* TASKS TO CARRY OUT:
a) From the e-learning passage, reproduce word for word the part that begins at the words "A new generation" and stops after the words "this online environment.".
b) Answer these questions from the e-learning passage:
(i) What is the full title of H807?
(ii) What percentage of UK school-leavers does the passage say can be educated this way?
(iii) How many hours a week does the writer imagine working in order to finish the MA in a year?

Cost still matters a great deal:

  • How to radically cut costs by going down the e-learning route (pure online and blended).
  • How to make money creating learning for a global market.

This is how to educate 50% of UK school-leavers. They leave school, but they don’t leave home. They take their degree through the OU or some similar while working.

A new generation with a new set of concerns and motivations.

Frank Cottrell-Boyce reflected on what an advantage he gopt doing year 6 over in primary school because he was too young for Secondary School.

Frank Cottrell-Boyce reflected on what an advantage he got doing Year 6 over in primary school because he was too young for Secondary School.

It is extraordinary how empowering it is to feel on top of a subject.

I had thought as I did H807 (Innovations in e-learning) that it would be good to do again, that it was all happening too fast, not just re-learning how to study, but knowing how best to function in this online environment.

As it turns out there is overlap between H807 and H808 (The e-learning professional); for the most part I am grateful. On the other hand I wonder if I couldn’t have done this MA in a year and done 20-30 hours a week instead.

Still, this is a chance for me to make choices about the plethora of tools and platforms available. This is the problem, having hundreds of software packages and Apps that may or may not make a contribution to a piece of work I may, or may not, at some stage prepare (probably not) and deliver.

* RECORD EXTRACTS:
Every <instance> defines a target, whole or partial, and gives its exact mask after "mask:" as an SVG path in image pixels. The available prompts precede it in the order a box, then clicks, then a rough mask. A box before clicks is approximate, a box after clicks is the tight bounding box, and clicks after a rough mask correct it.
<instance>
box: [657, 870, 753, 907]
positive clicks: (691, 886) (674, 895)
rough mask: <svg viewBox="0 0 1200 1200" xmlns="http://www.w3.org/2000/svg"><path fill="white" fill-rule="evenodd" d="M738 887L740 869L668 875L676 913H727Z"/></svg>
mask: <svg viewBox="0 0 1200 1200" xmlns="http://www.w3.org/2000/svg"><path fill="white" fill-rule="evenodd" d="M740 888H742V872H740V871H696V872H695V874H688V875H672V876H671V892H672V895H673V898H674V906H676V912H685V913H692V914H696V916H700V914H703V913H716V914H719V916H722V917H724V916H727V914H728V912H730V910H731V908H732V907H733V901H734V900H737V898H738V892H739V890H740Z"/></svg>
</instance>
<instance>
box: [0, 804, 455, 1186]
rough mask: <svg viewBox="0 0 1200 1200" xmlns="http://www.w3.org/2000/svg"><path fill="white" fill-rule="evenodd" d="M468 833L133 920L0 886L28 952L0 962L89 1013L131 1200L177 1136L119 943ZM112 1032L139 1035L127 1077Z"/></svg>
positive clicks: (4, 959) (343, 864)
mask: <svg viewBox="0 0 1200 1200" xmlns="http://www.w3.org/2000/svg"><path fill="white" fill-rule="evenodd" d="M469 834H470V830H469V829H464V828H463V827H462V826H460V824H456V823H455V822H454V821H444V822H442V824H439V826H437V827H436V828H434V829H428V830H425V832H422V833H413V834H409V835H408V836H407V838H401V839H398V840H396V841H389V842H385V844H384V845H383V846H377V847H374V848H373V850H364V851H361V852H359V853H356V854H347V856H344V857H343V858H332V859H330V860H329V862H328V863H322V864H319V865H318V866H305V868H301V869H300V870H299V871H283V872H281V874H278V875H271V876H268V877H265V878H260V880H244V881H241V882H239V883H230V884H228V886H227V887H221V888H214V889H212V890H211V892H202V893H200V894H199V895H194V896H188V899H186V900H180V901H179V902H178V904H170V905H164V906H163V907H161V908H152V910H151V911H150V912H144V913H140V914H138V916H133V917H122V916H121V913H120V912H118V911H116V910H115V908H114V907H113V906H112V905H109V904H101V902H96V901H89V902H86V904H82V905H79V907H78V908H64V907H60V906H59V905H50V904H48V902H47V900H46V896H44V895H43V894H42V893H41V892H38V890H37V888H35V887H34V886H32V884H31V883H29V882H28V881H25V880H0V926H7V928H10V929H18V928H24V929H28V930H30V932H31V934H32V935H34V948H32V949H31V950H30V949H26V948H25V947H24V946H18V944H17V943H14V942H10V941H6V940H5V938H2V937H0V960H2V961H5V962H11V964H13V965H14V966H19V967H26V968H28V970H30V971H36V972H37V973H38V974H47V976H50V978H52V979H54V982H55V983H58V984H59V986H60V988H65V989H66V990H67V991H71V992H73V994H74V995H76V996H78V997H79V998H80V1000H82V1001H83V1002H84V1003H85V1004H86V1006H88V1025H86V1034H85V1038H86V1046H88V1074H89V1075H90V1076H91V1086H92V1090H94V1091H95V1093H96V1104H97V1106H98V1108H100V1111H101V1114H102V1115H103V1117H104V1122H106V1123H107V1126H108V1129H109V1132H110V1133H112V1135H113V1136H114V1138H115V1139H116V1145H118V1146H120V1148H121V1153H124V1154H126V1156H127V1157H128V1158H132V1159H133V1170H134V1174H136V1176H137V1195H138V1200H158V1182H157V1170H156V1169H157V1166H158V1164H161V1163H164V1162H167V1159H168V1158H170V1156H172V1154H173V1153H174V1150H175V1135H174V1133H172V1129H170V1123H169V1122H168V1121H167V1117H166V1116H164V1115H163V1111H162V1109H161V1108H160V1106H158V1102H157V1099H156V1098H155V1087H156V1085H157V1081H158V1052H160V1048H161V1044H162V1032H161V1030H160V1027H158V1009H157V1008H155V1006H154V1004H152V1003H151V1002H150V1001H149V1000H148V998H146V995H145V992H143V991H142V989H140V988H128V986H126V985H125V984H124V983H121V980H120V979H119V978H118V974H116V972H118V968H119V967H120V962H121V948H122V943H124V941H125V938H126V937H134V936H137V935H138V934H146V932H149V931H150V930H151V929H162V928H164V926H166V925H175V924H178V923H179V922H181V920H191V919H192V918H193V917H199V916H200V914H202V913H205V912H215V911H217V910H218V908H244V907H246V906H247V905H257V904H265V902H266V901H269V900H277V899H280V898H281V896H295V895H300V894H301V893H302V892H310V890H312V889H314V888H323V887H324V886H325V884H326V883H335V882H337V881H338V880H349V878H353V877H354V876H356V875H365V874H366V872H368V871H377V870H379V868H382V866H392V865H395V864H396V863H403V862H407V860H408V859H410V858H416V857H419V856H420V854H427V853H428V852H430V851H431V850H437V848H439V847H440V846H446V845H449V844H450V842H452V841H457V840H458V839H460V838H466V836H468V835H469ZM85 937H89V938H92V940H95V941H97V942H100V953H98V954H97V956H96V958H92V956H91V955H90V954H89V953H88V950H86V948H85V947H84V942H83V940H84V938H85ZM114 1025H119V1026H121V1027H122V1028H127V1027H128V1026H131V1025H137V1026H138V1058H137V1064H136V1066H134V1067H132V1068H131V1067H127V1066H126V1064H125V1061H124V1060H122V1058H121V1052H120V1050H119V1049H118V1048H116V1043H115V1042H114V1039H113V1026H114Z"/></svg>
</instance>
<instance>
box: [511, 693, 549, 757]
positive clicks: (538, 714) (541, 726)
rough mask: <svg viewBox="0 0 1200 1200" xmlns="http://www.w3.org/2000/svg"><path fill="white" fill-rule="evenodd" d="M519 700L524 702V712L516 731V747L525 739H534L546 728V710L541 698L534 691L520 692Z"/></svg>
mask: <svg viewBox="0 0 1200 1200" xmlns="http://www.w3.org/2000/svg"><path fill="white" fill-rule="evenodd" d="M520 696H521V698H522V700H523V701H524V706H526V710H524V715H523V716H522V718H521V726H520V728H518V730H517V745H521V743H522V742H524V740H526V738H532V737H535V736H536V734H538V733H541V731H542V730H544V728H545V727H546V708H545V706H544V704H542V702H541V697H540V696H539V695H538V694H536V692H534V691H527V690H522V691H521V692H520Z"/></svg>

* WRITTEN RESPONSES:
a)
A new generation with a new set of concerns and motivations.

Frank Cottrell-Boyce reflected on what an advantage he gopt doing year 6 over in primary school because he was too young for Secondary School.

Frank Cottrell-Boyce reflected on what an advantage he got doing Year 6 over in primary school because he was too young for Secondary School.

It is extraordinary how empowering it is to feel on top of a subject.

I had thought as I did H807 (Innovations in e-learning) that it would be good to do again, that it was all happening too fast, not just re-learning how to study, but knowing how best to function in this online environment.

b)
(i) Innovations in e-learning
(ii) 50%
(iii) 20-30 hours a week